- [Exercise instructions] Count the lines in the rows below that contain the string "aloe", treating uppercase and lowercase as different. Give only the number.

- [Provided data]
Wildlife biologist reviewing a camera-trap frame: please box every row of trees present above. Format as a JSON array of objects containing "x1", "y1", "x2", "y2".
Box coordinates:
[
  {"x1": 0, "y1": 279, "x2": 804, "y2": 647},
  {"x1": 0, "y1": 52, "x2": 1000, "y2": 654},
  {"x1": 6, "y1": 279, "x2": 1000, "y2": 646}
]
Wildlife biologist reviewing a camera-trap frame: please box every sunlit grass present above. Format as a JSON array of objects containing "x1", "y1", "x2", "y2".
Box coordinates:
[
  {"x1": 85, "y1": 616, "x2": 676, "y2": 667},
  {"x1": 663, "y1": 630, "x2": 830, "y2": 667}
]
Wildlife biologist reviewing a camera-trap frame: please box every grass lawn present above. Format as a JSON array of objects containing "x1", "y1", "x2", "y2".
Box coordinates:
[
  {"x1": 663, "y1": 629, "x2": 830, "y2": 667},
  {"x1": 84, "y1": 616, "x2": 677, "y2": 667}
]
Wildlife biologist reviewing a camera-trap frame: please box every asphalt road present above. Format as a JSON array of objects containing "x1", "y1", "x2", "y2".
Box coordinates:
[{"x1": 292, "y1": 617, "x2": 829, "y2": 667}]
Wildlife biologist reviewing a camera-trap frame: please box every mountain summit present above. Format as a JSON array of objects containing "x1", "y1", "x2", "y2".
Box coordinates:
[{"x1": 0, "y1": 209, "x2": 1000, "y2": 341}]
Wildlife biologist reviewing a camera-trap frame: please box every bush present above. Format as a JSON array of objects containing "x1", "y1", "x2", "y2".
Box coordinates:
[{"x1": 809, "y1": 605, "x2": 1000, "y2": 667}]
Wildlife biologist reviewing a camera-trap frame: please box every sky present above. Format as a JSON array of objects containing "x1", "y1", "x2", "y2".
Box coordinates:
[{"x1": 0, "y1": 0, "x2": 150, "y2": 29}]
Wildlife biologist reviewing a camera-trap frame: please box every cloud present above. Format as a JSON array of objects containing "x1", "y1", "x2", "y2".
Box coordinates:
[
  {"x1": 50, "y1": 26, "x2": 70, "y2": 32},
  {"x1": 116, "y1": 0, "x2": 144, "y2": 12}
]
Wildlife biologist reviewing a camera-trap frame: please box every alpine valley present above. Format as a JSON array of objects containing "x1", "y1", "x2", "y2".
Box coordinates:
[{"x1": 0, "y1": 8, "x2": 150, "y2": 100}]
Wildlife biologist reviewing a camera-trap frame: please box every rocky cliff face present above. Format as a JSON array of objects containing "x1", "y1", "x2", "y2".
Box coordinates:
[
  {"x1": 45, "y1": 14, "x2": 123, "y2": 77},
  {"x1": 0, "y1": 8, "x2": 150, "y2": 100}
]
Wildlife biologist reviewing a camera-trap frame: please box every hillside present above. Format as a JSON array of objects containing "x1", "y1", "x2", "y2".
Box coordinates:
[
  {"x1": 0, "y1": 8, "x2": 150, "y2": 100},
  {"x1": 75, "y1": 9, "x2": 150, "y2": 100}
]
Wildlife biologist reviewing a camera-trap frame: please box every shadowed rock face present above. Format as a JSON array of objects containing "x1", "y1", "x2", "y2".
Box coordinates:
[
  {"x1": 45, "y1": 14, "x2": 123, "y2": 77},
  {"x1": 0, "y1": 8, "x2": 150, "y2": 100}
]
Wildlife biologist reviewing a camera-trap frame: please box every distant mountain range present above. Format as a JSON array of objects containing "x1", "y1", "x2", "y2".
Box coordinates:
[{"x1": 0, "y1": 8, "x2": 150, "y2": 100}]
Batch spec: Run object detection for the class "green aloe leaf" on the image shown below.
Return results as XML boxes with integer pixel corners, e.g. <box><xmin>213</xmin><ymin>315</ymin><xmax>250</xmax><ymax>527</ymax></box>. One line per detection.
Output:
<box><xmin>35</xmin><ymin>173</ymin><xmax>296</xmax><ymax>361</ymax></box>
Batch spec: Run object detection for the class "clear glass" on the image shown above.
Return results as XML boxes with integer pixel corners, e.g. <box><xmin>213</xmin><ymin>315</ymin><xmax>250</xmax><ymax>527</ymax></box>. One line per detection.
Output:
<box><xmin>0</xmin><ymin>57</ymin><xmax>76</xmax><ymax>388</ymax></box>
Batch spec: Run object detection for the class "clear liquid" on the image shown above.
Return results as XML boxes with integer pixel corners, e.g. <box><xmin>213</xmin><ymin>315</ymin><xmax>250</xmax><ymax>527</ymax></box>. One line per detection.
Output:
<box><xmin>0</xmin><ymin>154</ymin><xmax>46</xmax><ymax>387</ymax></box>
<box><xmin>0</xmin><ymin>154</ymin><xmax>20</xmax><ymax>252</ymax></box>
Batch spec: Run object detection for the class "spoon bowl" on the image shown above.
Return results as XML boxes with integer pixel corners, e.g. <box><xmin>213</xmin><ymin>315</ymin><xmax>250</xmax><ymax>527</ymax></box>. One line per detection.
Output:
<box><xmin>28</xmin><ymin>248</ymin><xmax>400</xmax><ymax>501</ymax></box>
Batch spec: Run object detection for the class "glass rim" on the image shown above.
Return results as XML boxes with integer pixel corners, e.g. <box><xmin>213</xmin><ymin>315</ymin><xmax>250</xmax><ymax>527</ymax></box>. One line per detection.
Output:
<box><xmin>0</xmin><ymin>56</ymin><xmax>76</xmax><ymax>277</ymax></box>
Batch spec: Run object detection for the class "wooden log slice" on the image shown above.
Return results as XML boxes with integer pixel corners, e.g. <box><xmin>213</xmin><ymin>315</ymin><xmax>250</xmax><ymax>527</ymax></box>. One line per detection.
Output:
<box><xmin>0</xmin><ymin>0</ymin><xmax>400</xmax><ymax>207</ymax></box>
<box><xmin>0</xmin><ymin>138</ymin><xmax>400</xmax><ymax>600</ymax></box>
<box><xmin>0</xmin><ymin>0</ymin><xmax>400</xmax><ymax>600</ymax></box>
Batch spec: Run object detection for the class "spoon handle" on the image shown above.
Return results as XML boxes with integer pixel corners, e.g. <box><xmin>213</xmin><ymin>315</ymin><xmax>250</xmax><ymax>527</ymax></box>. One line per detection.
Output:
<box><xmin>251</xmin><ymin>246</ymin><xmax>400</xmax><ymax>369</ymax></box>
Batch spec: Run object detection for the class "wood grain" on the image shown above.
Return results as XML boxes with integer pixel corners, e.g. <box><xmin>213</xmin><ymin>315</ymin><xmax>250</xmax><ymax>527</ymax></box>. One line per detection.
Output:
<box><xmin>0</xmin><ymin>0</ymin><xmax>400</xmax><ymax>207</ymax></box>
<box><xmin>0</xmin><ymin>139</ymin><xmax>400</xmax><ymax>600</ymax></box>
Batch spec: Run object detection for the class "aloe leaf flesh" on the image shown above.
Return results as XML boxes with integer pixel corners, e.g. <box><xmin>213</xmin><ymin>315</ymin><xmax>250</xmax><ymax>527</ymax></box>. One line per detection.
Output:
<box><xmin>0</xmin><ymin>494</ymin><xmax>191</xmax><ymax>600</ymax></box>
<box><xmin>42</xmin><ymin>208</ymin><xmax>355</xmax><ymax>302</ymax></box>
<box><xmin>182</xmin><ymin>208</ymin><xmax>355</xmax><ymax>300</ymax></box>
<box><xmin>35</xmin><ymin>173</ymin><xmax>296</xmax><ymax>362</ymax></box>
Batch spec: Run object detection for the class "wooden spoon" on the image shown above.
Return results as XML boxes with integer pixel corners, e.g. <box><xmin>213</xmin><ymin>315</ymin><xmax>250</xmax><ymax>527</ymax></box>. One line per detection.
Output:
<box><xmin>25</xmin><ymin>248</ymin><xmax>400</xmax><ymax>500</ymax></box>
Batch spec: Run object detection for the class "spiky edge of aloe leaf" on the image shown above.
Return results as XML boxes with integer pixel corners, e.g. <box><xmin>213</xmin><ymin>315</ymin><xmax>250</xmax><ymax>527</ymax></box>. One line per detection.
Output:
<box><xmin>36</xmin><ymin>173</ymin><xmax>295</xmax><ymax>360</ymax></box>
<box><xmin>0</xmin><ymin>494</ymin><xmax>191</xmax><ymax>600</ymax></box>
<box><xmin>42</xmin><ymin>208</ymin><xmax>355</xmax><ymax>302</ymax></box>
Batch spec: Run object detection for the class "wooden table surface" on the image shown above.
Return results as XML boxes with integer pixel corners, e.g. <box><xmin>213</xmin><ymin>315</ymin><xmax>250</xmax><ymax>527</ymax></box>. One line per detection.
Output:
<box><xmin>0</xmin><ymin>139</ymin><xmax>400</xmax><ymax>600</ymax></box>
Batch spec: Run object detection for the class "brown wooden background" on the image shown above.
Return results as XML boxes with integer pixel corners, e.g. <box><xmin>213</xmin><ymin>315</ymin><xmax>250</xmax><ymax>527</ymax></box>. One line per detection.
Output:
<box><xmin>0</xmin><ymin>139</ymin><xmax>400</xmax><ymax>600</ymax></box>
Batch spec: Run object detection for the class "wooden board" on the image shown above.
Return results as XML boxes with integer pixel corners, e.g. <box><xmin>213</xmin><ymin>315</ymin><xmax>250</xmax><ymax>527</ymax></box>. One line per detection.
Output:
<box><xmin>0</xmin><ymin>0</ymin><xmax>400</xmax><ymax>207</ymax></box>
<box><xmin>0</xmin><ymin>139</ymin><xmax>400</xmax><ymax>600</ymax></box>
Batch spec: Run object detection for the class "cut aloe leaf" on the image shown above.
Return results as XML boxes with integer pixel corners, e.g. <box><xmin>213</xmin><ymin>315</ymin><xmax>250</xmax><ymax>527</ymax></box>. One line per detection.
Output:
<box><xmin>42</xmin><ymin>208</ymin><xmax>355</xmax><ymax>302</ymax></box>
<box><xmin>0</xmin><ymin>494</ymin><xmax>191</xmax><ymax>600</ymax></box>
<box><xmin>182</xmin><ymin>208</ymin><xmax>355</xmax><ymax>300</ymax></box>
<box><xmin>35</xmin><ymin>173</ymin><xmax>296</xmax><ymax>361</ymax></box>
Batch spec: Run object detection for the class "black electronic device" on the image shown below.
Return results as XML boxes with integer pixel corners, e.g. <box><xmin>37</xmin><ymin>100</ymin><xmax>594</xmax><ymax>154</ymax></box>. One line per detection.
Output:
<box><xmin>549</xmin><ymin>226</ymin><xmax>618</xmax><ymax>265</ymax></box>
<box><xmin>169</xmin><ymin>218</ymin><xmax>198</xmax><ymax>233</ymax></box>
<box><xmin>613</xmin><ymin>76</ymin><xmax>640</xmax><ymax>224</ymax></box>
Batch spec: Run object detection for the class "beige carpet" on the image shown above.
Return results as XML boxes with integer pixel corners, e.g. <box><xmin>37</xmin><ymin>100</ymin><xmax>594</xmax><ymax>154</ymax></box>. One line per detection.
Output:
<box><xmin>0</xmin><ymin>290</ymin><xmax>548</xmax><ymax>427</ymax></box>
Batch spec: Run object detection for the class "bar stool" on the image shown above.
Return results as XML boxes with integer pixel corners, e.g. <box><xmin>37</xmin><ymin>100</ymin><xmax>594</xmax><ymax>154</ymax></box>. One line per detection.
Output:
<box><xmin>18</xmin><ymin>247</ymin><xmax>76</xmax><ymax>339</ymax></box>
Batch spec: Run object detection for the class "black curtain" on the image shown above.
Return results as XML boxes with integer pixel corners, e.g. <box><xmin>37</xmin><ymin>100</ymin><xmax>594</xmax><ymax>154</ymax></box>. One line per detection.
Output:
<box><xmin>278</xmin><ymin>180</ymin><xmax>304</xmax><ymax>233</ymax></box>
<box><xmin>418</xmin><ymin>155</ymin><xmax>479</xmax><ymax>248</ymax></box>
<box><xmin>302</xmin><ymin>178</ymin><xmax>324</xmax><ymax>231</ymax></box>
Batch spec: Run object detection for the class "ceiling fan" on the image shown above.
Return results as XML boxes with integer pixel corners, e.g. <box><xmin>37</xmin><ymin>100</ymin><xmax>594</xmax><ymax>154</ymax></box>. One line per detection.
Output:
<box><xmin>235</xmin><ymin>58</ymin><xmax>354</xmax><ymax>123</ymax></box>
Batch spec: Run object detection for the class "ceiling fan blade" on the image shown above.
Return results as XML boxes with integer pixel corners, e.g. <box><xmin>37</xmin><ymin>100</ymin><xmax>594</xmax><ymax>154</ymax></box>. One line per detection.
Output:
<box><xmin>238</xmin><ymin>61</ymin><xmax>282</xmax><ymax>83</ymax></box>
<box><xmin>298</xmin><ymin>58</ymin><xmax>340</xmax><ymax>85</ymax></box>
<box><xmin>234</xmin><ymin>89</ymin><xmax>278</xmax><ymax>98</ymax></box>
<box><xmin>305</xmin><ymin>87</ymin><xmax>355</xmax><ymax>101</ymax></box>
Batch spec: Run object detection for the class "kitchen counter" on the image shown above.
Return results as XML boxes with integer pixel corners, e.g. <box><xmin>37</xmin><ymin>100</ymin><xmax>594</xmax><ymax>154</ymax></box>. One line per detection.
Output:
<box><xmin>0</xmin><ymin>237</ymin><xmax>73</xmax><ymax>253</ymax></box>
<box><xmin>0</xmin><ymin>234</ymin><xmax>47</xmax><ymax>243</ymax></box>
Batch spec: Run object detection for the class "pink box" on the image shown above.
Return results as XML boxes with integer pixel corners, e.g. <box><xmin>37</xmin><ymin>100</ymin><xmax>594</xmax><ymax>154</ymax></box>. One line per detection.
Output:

- [The response] 4